··· SOURCE INFORMATION ···
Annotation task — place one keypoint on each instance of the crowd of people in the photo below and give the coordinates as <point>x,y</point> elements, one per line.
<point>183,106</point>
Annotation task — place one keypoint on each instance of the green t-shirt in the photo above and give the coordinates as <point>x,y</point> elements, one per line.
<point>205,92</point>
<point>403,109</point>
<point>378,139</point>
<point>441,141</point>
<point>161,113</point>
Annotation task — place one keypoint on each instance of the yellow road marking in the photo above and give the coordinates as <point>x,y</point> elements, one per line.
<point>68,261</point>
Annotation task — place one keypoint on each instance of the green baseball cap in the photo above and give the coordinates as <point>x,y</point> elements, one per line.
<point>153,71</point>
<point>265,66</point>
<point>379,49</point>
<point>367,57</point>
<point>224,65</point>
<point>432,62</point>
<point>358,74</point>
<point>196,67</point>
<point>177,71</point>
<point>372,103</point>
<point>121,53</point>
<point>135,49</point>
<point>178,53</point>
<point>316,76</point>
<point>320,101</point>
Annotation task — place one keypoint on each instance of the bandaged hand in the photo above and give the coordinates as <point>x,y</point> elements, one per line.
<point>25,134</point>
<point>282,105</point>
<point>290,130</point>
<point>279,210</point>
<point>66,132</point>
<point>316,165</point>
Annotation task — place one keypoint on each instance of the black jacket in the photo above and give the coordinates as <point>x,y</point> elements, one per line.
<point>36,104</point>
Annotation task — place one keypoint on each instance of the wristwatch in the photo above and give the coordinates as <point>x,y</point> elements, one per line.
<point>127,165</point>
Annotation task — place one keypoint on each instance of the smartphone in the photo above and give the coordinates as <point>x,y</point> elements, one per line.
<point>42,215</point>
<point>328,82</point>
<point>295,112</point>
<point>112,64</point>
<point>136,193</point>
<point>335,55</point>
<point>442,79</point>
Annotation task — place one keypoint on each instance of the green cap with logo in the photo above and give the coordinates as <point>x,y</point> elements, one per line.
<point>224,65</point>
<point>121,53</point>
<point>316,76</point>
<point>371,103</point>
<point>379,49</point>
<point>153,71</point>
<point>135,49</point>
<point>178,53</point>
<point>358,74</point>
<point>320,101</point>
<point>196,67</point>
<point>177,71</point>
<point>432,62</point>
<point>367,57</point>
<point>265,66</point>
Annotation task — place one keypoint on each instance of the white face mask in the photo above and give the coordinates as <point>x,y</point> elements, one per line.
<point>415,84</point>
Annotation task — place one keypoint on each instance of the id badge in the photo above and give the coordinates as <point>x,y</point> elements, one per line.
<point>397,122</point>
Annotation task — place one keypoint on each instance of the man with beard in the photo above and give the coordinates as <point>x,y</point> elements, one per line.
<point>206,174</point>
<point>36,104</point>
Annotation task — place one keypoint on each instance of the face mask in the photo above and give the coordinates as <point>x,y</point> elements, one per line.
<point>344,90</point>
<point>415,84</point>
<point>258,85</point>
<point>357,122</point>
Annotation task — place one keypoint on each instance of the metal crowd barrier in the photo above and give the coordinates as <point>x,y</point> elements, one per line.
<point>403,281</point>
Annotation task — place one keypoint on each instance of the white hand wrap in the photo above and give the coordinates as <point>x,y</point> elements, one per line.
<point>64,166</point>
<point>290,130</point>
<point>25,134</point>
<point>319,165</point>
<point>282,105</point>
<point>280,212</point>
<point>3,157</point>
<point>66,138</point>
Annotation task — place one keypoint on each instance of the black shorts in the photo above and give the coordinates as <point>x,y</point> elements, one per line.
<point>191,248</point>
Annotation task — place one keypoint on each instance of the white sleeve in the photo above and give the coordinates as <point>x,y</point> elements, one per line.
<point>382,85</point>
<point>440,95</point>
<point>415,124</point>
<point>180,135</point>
···
EXERCISE AIM:
Write out the whole listing exactly.

REPLY:
Annotation task — place one keypoint on each instance of the crowd of people in the photo below and give the coordinates as <point>x,y</point> elements, one per line.
<point>183,106</point>
Annotation task — place one keypoint on each instance of the green t-shirt in the photo above and give the coordinates as <point>x,y</point> elements, one per line.
<point>205,92</point>
<point>403,109</point>
<point>378,139</point>
<point>441,141</point>
<point>161,113</point>
Annotation task — place one keypoint on each instance of the yellow road marking in the photo above and give the coordinates as <point>x,y</point> elements, one per line.
<point>68,261</point>
Annotation task — place one keypoint on each instance of the green baseball cap in the photo above and give the coordinates as <point>x,y</point> elements, one per line.
<point>153,71</point>
<point>265,66</point>
<point>379,49</point>
<point>367,57</point>
<point>224,65</point>
<point>432,62</point>
<point>358,74</point>
<point>196,67</point>
<point>177,71</point>
<point>372,103</point>
<point>121,53</point>
<point>135,49</point>
<point>178,53</point>
<point>316,76</point>
<point>320,101</point>
Annotation task — place one keypoint on each instance of the bandaged hand in the photo above and give the coordinates as <point>x,y</point> elements, one per line.
<point>25,134</point>
<point>282,105</point>
<point>290,130</point>
<point>279,210</point>
<point>66,132</point>
<point>316,165</point>
Annotation task — place one keypoint on each instance of the black jacket in the photo above and give the coordinates as <point>x,y</point> elements, one per line.
<point>36,104</point>
Annotation task — place one keypoint on each instance of the wristwatch in the photo above and give the coordinates as <point>x,y</point> elements, one per line.
<point>127,165</point>
Annotation task — place one keypoint on each instance of the smartphone in the photo above and give the coordinates as <point>x,y</point> elements, one per line.
<point>42,215</point>
<point>328,82</point>
<point>295,112</point>
<point>112,64</point>
<point>136,193</point>
<point>335,55</point>
<point>442,79</point>
Annotation task — place one keypoint on each instance of the green cap with logo in the photo above and give the coordinates as <point>x,y</point> elements, one per line.
<point>224,65</point>
<point>121,53</point>
<point>316,76</point>
<point>371,103</point>
<point>379,49</point>
<point>153,71</point>
<point>135,49</point>
<point>178,53</point>
<point>358,74</point>
<point>320,101</point>
<point>196,67</point>
<point>177,71</point>
<point>432,62</point>
<point>367,57</point>
<point>265,66</point>
Annotation task — place one keypoint on each instance of the white face mask in the photo above and give the coordinates as <point>x,y</point> elements, one per line.
<point>415,84</point>
Annotation task — place one keypoint on each instance of the id badge in the photo above and give the coordinates as <point>x,y</point> elements, one per line.
<point>397,122</point>
Annotation task — place one keypoint on each instance of the man with beard in the photo above and give the coordinates as <point>x,y</point> elements, one per line.
<point>206,174</point>
<point>36,104</point>
Annotation task — place one keypoint on each instance of the face mask in the photo above and give the coordinates as <point>x,y</point> elements, one per line.
<point>344,90</point>
<point>415,84</point>
<point>258,85</point>
<point>357,122</point>
Annotation task — place one keypoint on each instance of the metal crowd barrier in the photo above and give the coordinates as <point>x,y</point> elements, one per line.
<point>403,281</point>
Annotation task — place one keypoint on each instance of the white hand wrap in the photo above and give the coordinates as <point>x,y</point> elements, one per line.
<point>64,166</point>
<point>290,130</point>
<point>25,134</point>
<point>319,165</point>
<point>282,105</point>
<point>280,212</point>
<point>3,157</point>
<point>66,138</point>
Annotation task — place one keypoint on each instance of the black shorts in the photo above and give the coordinates as <point>x,y</point> elements, one per line.
<point>191,248</point>
Annotation task — place one keypoint on each instance of the white sleeve in the photo above and give the coordinates as <point>x,y</point> elements, one per line.
<point>382,85</point>
<point>440,95</point>
<point>415,124</point>
<point>180,135</point>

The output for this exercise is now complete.